═══ Extract to read

We are getting data from a mainframe system to represent call data from our applications. Data in the events looks like this:
1909|504|2016-11-17 00:00:00|8|28|9|9|0|0
Of course, based on this data I assumed that 2016-11-17 00:00:00
was the timestamp. I, of course, was wrong. Apparently the way this mainframe handles the data, the 00:00:00 is an irrelevant stamp, an artifact of how the data is used is some other reporting systems. Every event comes in with the 00:00:00 notation. The date portion of the stamp is correct, but it's actually the column AFTER the 00:00:00 that represents the hour (there is no minute stamp, all data is run on the hour and that field would run from 0 to 23). So the actual timestamp for this event would be 2016-11-17 08:00:00.
I have not yet been able to make the system recognize the split time stamping properly. Can anyone provide any assistance on how to make these events show with the proper timestamp (i.e. show the YYYY-MM-DD
, skip the 00:00:00
, use the |8
column as the hours, and use 00:00
for minutes/seconds)?
Like this:
props.conf (on your FORWARDER, assuming that you are using INDEXED_EXTRACTIONS=PSV
😞
TIME_PREFIX=^[^\|]*\|[^\|]*\|
TIME_FORMAT=%Y-%m-%d 00:00:00|%H
MAX_TIMESTAMP_LOOKAHEAD=23
The problem is either that you are missing the TWO SPACES between the date and the fake timestamp OR that you are deploying this file to your indexers instead of to your forwarder. Once deployed to your forwarder(s), restart the splunkd there and check for events forwarded AFTER the restart (old events will stay broken).

══════

Tasks for this exercise =
[a] In the thread about mainframe call data timestamps, what range of values does the hour field run from?
[b] List the setting names assigned values in the props.conf lines shown in the mainframe timestamp thread.
[c] Duplicate a passage from the mainframe timestamp thread word for word. Start at the words "I have not yet" and stop after "for minutes/seconds)?".

═══ Material provided

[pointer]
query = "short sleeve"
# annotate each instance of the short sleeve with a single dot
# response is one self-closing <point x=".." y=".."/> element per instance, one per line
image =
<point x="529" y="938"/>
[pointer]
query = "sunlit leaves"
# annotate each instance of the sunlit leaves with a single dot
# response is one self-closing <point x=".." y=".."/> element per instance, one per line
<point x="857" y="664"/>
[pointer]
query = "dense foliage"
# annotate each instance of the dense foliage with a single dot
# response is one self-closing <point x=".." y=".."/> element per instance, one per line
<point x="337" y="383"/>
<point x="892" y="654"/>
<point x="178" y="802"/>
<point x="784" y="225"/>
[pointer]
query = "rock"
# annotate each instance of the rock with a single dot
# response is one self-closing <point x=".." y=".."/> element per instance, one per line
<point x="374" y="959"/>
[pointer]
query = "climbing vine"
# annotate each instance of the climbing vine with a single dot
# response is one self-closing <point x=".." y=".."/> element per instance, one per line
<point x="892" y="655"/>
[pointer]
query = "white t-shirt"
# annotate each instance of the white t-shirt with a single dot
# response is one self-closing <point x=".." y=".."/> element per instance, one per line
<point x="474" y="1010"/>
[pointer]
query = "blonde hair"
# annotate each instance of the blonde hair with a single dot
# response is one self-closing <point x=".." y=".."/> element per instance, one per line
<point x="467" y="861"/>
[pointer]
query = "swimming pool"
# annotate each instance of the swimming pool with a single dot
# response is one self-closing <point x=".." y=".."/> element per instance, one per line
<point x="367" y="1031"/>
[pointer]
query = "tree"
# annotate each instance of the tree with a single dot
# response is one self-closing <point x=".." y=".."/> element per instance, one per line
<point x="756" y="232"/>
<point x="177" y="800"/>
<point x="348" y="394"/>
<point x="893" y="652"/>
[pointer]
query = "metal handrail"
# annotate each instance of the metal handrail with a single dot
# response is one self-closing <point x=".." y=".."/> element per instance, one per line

══════

Outputs for the tasks =
[a] 0 to 23

[b]
TIME_PREFIX
TIME_FORMAT
MAX_TIMESTAMP_LOOKAHEAD

[c]
I have not yet been able to make the system recognize the split time stamping properly. Can anyone provide any assistance on how to make these events show with the proper timestamp (i.e. show the YYYY-MM-DD
, skip the 00:00:00
, use the |8
column as the hours, and use 00:00
for minutes/seconds)?